▶ WRITTEN TASK 1: Decide whether each statement agrees with the query-optimizing thread, answering yes or no and quoting the words from the thread that decide it. (a) The system currently holds about 15,000 Issues. (b) Helio says an open-parenthesis is missing in query V1. (c) Each query should ideally run in under 1 second.
▶ WRITTEN TASK 2: In one to three sentences, please explain why Helio suggests adding "WHERE n_issue = i.id" to the inner query of V2 in the query-optimizing thread.

Re: Query optimizing - Mailing list pgsql-sql
From | Sebastian Ritter |
---|---|
Subject | Re: Query optimizing |
Date | |
Msg-id | 99b656cb0811100358v71788c28s51d08d5512200b21@mail.gmail.com Whole thread Raw |
In response to | Re: Query optimizing ("Helio Campos Mello de Andrade" <helio.campos@gmail.com>) |
List | pgsql-sql |
Hi Helio,
Sorry about the parenthesis - Bad copy/pasting skills! To further discuss your suggestion: Wouldn't adding n_issue=i.id as a where clause filter cause the sub-query to become correlated and thus much less efficient ? I may be wrong, or may have miss-understood your suggestion.
Thanks for you help,
Sebastian
Sorry about the parenthesis - Bad copy/pasting skills! To further discuss your suggestion: Wouldn't adding n_issue=i.id as a where clause filter cause the sub-query to become correlated and thus much less efficient ? I may be wrong, or may have miss-understood your suggestion.
Thanks for you help,
Sebastian
On Mon, Nov 10, 2008 at 11:48 AM, Helio Campos Mello de Andrade <helio.campos@gmail.com> wrote:
Hi Sebastian,
- First of all i think there is an open-parenthesis missing in the query V2.
Maybe in the V2 version you cold restrict the results in the INNER query a bit more if you use a restriction clause like "WHERE n_issue = i.id" in that. It will certainly lower the number of rows returned by it to only 1 result.
Regards
--
Helio Campos Mello de Andrade
On Mon, Nov 10, 2008 at 8:43 AM, Sebastian Ritter <ritter.sebastian@gmail.com> wrote:Hi all,
I was hoping to receive some advise on a slow running query in our business' Issue Tracking System. To shed some light on the below mentioned queries, here is a brief summary of how users interact with the system. The two main components in the system are a Issues and Followups. An Issue is created by our technical support staff when some form of action needs to be taken in order to resolve a problem. FollowUps are entries entered against an issue depicting the sequence of events taken to resolve the issue. There are about 15,000 Issues in the system at present and about 95,000 FollowUps in the system. As we need the system to be very responsive, each query should ideally run in under 1 second.
A lot of the reports our technical officers submit to us include a listing of all actioned issues for a given day along with the last modified followup of each said issue. With the number of rows in our database increasing at a high rate, these queries are starting to run too slowly.
Here is a condensed version of the two tables:
Issues:
=================================
id - integer
dt_created - timestamp
dt_modified - timestamp
t_title - varchar
t_description - varchar
FollowUps:
=================================
id - integer
dt_created - timestamp
dt_modified - timestamp
t_description - varchar
n_issue - foregin key to issues
We have identified that the slowness in our queries is trying to return the lastest followup for each actioned issue that day. Without further ado here are two variations I have tried within the system (neither of which are making the cut):
V1 (correlated subquery - Very bad performance)

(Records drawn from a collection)
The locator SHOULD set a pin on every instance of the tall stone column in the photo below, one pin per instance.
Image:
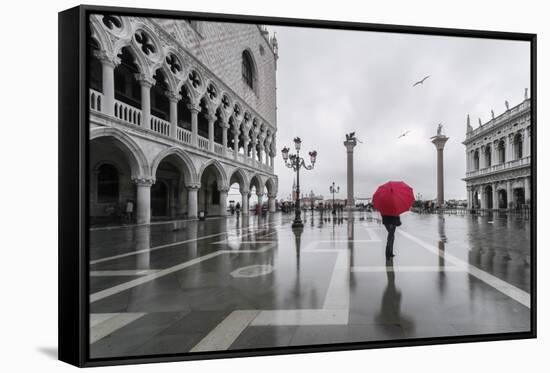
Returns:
(527, 190)
(223, 200)
(528, 141)
(244, 201)
(174, 99)
(211, 117)
(260, 196)
(194, 109)
(261, 153)
(192, 199)
(108, 65)
(235, 143)
(143, 208)
(350, 143)
(483, 197)
(495, 196)
(146, 83)
(271, 202)
(225, 127)
(439, 142)
(245, 145)
(509, 196)
(509, 154)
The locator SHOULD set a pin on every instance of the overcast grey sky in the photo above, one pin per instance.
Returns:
(331, 82)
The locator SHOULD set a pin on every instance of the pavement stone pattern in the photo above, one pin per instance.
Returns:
(227, 284)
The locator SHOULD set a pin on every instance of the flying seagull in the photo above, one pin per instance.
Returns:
(421, 81)
(403, 134)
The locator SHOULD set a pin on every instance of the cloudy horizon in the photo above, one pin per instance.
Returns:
(332, 82)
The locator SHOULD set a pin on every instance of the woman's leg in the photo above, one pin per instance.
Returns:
(391, 238)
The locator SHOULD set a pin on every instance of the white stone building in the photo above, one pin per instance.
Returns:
(498, 160)
(179, 111)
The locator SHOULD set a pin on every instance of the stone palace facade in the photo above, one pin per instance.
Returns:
(180, 110)
(498, 160)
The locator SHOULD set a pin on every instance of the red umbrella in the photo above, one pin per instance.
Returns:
(393, 198)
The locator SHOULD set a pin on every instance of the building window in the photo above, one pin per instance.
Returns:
(107, 184)
(248, 69)
(518, 146)
(488, 156)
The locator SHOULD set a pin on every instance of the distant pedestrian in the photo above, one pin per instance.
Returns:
(391, 223)
(129, 210)
(238, 209)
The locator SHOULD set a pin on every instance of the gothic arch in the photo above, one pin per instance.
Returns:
(138, 162)
(271, 185)
(241, 178)
(188, 168)
(221, 174)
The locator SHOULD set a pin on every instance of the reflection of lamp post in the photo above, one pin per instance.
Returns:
(333, 190)
(295, 162)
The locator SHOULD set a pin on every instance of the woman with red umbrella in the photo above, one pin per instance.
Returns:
(392, 199)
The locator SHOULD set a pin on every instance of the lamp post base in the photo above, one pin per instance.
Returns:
(297, 224)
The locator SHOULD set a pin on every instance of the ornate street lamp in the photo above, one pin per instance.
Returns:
(333, 189)
(295, 162)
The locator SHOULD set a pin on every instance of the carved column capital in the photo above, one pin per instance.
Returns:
(173, 97)
(143, 181)
(194, 186)
(145, 80)
(107, 58)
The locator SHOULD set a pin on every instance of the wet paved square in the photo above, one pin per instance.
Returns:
(255, 283)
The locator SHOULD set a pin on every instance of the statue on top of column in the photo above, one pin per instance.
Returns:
(350, 136)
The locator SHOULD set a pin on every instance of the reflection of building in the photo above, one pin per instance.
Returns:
(498, 154)
(311, 200)
(178, 114)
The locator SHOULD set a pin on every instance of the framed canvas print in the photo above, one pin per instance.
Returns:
(234, 186)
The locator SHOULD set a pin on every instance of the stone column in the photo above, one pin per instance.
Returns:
(174, 99)
(261, 154)
(223, 200)
(195, 109)
(146, 83)
(509, 156)
(525, 143)
(483, 197)
(495, 196)
(143, 208)
(260, 196)
(527, 188)
(211, 117)
(235, 143)
(245, 145)
(271, 202)
(528, 141)
(244, 202)
(439, 142)
(225, 127)
(108, 65)
(192, 199)
(509, 196)
(350, 143)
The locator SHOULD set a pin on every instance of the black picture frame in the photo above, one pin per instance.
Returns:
(73, 183)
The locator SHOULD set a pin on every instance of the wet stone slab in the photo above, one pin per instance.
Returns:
(256, 283)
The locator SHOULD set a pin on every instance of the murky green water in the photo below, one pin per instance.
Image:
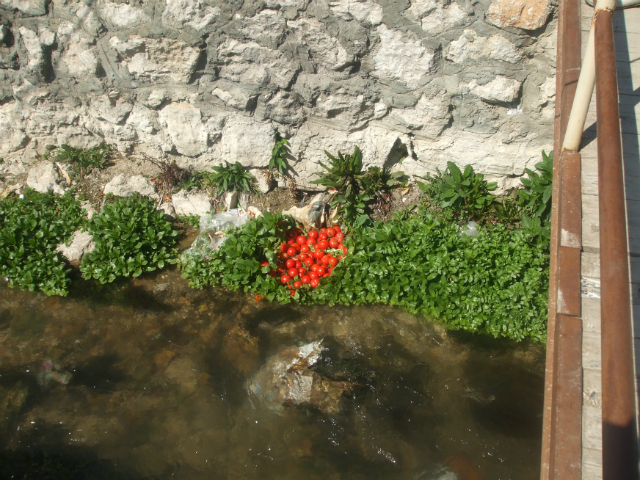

▶ WRITTEN REPLY 1:
(a) Yes: "There are about 15,000 Issues in the system at present"
(b) No: "there is an open-parenthesis missing in the query V2."
(c) Yes: "each query should ideally run in under 1 second."

▶ WRITTEN REPLY 2: Helio says this restriction clause would restrict the inner query's results further. He states it would certainly lower the number of rows that query returns to only one result.